## Aim
Please count the lines in the records below that contain the string "blue", with case counting. Give only the number.

## Data supplied
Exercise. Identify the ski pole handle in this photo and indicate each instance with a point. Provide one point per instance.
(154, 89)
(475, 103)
* * *
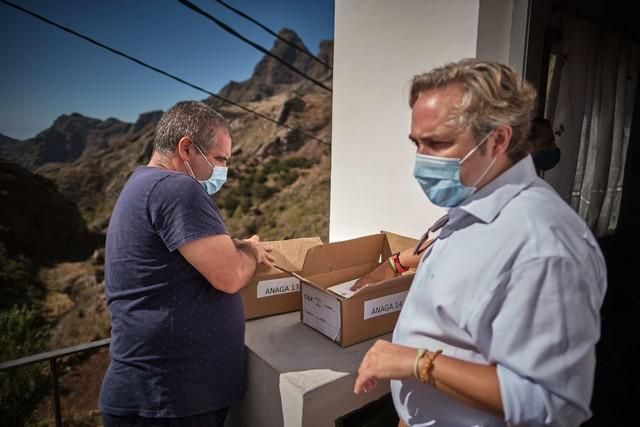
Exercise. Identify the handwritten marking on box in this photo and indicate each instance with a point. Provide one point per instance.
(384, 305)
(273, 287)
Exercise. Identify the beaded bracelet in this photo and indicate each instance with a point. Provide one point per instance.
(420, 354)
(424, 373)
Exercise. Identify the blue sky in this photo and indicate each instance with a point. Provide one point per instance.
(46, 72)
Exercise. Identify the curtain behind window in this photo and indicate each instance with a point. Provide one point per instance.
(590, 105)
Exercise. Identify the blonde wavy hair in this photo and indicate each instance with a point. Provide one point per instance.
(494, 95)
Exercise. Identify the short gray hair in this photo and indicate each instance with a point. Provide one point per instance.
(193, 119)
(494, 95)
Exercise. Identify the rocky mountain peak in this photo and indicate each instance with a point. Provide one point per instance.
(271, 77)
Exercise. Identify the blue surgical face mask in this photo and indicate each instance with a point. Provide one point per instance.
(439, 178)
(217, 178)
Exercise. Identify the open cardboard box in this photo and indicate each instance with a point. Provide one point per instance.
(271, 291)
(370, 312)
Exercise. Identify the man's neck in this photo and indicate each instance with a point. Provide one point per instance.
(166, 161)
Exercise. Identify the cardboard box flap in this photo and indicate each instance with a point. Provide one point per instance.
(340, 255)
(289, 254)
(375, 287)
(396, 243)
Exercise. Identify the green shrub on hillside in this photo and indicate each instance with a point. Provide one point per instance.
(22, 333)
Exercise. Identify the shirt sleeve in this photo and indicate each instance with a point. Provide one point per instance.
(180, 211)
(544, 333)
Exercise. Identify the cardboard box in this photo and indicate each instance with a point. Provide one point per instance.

## Reply
2